__Text segment__
'''

Chewin' the Fat is a Scottish comedy sketch show, starring Ford Kiernan, Greg Hemphill and Karen Dunbar. Comedians Paul Riley and Mark Cox also appeared regularly on the show among other actors such as Gregor Fisher and Tom Urie.

Chewin' the Fat first started as a radio series on BBC Radio Scotland. The later television show, which ran for four series, was first broadcast on BBC One Scotland, but series three and four, as well as highlights from the first two series, were later broadcast nationally across the United Kingdom. Although the last series ended in February 2002, a Hogmanay special was broadcast each New Year's Eve between 2000 and 2005.

Chewin' the Fat gave rise to the successful, and cult spin-off show Still Game, a sitcom focusing on the two elderly friends, Jack and Victor.

The series was mostly filmed in and around Glasgow and occasionally West Dunbartonshire.

The English idiom to chew the fat means to chat casually, but thoroughly, about subjects of mutual interest.

Recurring characters and sketches 
 Alistair (Hemphill) and Rory (Kiernan) Two eccentric documentary presenters from the Scottish Highlands, fascinated with Scottish history and landscapes. They are constantly harassed by two neds, who often play practical jokes on the pair or taunt them, shouting: "ya couple o' fannies!" The pranks vary from childish tricks (such as putting glue on the receiver of "Britain's most northerly phone box," which promptly sticks to Alistair's beard) to potentially lethal actions (such as rolling a caber down a mountainside at full tilt towards them); however, the pair of plucky Highlanders always live to present another show. The characters are partly based on the hosts of Scottish history programmes such as Weir's Way.
 The Big Man (Kiernan) The Big Man is a tough Glaswegian gangster, and a stereotypical representation of an "Alpha Male", who turns up to solve people's problems by means of intense intimidation and violence. Keeping with the "hard man" theme, he has a very deep voice. The character first appeared in a parody of Scotland Todays "Call The Lawyer" section, in which people having problems could get legal advice. The character was so popular after his first appearance that he appeared in other sketches; his catchphrase being: "Is there a problem here?" The Big Man is frequently hypocritical, usually demanding as payment whatever he had helped his clients receive. However, the people are always very happy to give him whatever he asks for.

'''

__Exercise directions__
Repeat the passage about Chewin' the Fat word for word, from "Chewin' the Fat first" up to and including "Jack and Victor.".

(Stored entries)
'''

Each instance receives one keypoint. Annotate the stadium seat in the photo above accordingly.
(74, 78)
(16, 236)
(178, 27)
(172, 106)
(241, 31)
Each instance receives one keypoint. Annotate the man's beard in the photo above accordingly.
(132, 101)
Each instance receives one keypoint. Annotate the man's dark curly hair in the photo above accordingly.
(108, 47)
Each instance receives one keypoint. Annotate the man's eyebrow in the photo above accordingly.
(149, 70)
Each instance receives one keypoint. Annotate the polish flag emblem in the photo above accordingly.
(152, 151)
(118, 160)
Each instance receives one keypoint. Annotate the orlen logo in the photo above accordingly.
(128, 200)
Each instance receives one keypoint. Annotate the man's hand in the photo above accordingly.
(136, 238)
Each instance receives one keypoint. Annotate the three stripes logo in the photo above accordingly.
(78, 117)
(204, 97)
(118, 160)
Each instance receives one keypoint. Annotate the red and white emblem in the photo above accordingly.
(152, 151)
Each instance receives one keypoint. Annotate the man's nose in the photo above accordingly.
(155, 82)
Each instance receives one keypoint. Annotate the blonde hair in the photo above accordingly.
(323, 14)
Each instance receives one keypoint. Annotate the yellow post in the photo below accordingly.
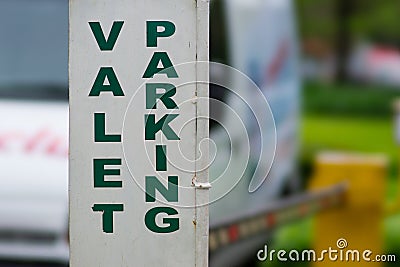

'''

__Result for this exercise__
Chewin' the Fat first started as a radio series on BBC Radio Scotland. The later television show, which ran for four series, was first broadcast on BBC One Scotland, but series three and four, as well as highlights from the first two series, were later broadcast nationally across the United Kingdom. Although the last series ended in February 2002, a Hogmanay special was broadcast each New Year's Eve between 2000 and 2005.

Chewin' the Fat gave rise to the successful, and cult spin-off show Still Game, a sitcom focusing on the two elderly friends, Jack and Victor.